The State next argues that Lisa's hearsay statements were admissible under the future intent exception. This exception is closely related to the state of mind exception, but we analyze them separately. See Powell, 126 Wn.2d at 266. Under the statement of future intent exception, hearsay statements are admissible as circumstantial evidence that the declarant acted in conformity with the stated intent. State v. Terrovona, 105 Wn.2d 632, 642, 716 P.2d 295 (1986). We hold there must be a close correlation between the victim's statement of future intent and the victim's conduct.

Terrovona involved a situation in which there was a close correlation between the victim's statement of future intent and the victim's future conduct. In Terronova, the victim received a phone call and then told his girlfriend it was the defendant and that he was going to meet him at a particular location. Terrovona, 105 Wn.2d at 634. Fifteen minutes later, the victim was found dead at that location. Terrovona, 105 Wn.2d at 634. Similarly in Powell, the court applied the future intent exception to allow a victim's statements to explain why the victim was at the murder scene. Powell, 126 Wn.2d at 253, 266. In Powell, as in Terrovona, a close correlation existed between the victim's statement of future intent and the victim's conduct.

Turning to the State's argument that Lisa's statements were admissible as statements of future intent, only three of the challenged statements implicate Lisa's future intent her statement to her father that she intended to get a divorce after the bankruptcy; her statement to Ms. Day that she planned to go to Arizona; and her statement to McKillop that she was going to leave the night of the murder.

The first two statements do not possess the necessary close correlation between Lisa's stated intent and the events leading to her murder. Lisa's statement to her father three months before the murder is not close enough in time to fit under the future intent exception, especially because, as Mrs. Dahm admitted on cross-examination, Lisa took no steps toward getting a divorce during that time. Lisa's intent three months before the murder is simply not relevant to show what she did the day she was murdered.

Lisa's statement to Ms. Day three days before the murder that she wanted out of the marriage and wanted to go to Arizona likewise does not possess the necessary close correlation. This statement does not correlate with any of Lisa's actions. The evidence suggests that Lisa, Daniel, and McKillop followed their ordinary practice during the days before the murder. The link between her statement to Ms. Day and the murder is too attenuated to fit under the future intent exception to the hearsay rule.

Lisa's statement to McKillop is also not admissible. McKillop testified that the morning of the murder, Lisa said she had had enough. She told him that she had plans with her mother that afternoon and that after that she was going to get the children, come over to McKillop's house, and leave for Arizona. Lisa then left McKillop's house and went to Kapowsin. But Lisa's presence in Kapowsin was not unusual. She went to Kapowsin every day to be with her children. And, she had no packed bags, the children did not mention that they were going to be traveling, and Lisa took no other action that day consistent with her preparing to leave; thus, the necessary close correlation between Lisa's stated intention and her actions in conformity with the hearsay is lacking. If anything, the fact that Lisa returned her computer to Kapowsin belies McKillop's claim that she was planning to leave that day.
━━━
_What the task asks:_ Please output, word for word, the part of the text on the future intent exception that opens with the words containing "Turning to the" and closes with "of the murder.".
━━━
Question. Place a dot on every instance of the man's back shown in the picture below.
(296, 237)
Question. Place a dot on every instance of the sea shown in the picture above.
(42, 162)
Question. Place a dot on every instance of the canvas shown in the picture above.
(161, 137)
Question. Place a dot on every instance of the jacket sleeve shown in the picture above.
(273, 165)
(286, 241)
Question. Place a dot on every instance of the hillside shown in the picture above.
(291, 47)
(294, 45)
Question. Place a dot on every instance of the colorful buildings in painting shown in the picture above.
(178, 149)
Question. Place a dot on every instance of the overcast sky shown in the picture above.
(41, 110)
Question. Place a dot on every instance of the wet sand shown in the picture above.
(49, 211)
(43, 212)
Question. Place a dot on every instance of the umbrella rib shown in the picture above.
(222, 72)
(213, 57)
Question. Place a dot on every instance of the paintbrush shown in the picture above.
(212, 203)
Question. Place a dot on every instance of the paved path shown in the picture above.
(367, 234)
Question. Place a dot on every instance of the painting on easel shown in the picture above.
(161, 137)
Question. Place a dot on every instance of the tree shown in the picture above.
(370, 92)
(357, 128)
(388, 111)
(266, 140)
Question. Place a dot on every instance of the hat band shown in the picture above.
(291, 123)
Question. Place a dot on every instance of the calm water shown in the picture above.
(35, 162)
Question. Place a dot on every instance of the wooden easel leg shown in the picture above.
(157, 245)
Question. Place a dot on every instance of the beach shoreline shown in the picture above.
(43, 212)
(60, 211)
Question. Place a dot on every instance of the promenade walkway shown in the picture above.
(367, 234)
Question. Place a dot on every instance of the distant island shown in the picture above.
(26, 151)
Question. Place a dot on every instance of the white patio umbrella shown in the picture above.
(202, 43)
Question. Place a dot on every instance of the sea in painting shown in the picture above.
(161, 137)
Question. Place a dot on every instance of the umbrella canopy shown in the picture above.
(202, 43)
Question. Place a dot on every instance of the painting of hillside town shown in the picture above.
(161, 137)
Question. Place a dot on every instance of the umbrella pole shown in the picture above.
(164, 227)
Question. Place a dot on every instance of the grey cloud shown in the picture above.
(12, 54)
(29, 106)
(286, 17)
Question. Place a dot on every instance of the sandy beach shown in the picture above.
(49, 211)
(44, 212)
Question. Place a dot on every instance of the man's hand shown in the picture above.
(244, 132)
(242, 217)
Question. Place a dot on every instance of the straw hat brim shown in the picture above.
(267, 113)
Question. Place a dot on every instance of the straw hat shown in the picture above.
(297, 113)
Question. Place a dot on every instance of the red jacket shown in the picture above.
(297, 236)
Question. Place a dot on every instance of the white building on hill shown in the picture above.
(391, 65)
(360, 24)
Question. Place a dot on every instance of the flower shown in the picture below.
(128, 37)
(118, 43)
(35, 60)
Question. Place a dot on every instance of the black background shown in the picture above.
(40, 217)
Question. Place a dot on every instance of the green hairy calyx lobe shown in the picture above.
━━━
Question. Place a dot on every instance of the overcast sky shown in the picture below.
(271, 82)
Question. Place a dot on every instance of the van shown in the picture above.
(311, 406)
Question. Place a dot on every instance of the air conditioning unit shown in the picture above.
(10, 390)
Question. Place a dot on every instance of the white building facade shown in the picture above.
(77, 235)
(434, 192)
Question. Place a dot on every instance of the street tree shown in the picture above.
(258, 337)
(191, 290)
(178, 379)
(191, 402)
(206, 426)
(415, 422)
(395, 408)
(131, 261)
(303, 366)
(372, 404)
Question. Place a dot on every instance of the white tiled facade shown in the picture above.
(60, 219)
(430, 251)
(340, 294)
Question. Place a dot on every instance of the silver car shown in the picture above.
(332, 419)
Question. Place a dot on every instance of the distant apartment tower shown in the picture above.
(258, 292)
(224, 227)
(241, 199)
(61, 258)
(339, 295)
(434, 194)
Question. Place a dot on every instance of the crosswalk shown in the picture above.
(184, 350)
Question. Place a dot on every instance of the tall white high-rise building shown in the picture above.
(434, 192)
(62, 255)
━━━
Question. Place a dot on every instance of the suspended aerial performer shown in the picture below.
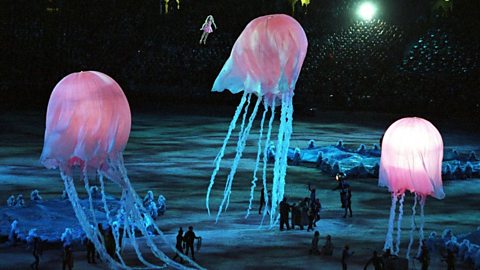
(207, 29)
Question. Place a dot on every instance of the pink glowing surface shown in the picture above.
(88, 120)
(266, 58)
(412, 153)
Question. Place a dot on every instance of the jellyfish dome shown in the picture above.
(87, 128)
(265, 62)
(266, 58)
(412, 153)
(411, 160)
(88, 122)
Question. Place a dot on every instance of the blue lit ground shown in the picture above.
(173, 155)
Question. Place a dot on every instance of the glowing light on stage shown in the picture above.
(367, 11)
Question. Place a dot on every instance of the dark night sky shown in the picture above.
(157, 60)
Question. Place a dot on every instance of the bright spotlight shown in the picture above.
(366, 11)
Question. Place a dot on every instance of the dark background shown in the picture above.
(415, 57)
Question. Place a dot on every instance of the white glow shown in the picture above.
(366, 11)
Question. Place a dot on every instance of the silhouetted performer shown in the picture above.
━━━
_Result of the exercise:_
Turning to the State's argument that Lisa's statements were admissible as statements of future intent, only three of the challenged statements implicate Lisa's future intent her statement to her father that she intended to get a divorce after the bankruptcy; her statement to Ms. Day that she planned to go to Arizona; and her statement to McKillop that she was going to leave the night of the murder.